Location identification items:
++++++
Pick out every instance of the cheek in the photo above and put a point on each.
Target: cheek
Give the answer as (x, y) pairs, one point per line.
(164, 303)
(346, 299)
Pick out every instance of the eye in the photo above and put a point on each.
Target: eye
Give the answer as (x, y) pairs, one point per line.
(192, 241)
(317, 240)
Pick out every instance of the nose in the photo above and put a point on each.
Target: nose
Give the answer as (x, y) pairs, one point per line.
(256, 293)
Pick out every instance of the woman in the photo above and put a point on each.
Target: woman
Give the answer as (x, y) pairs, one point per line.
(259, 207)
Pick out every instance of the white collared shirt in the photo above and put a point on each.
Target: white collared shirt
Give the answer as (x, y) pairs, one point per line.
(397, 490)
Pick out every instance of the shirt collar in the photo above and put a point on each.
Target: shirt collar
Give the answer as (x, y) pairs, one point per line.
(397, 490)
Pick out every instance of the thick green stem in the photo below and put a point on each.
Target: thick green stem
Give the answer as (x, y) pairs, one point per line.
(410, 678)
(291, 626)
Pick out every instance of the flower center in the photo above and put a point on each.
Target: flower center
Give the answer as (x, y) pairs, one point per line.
++++++
• WHAT THE TASK ASKS
Can you reproduce the entire listing above, requests included, scaling every x and y coordinate in the answers by 1.55 and rounding each to a whole number, with halves rounded up?

• PROBLEM SOLUTION
Pick out every instance of the cheek in the photo above and put a point on each.
Target: cheek
Give the answer as (x, y) pairs, one point per line.
(254, 470)
(536, 463)
Pick out every instance of the eye in the photo above and put a point on each.
Target: eye
Give the answer as (x, y) pairs, one point per line.
(298, 374)
(491, 372)
Pick out every instance of the nose in the photo above and put a point on each.
Target: nose
Give the answer as (x, y) pairs, one point per line.
(397, 454)
Pick out every instance of the woman in the photo above and put a point on each.
Target: woman
Give the answer as (x, y) pairs, one point per line.
(401, 321)
Pick out every instance of the white collared shirt in the photo above and put a point on each.
Target: white collared shirt
Give the answer as (x, y) pairs, one point per line.
(615, 760)
Pick out every instance of the shirt collar in the photo above and put a point on each.
Target: shirt collar
Give the answer as (x, y) pairs, one point per line.
(615, 760)
Pick out every instance of the thick green stem in the photo below and put a point on each.
Target: thick green stem
Give the answer as (x, y) pairs, one point per line.
(636, 1051)
(451, 970)
Pick out every instance of the flower center in the photo above and put a point on each.
Target: flower center
Give the answer as (x, y) pairs, one point per line.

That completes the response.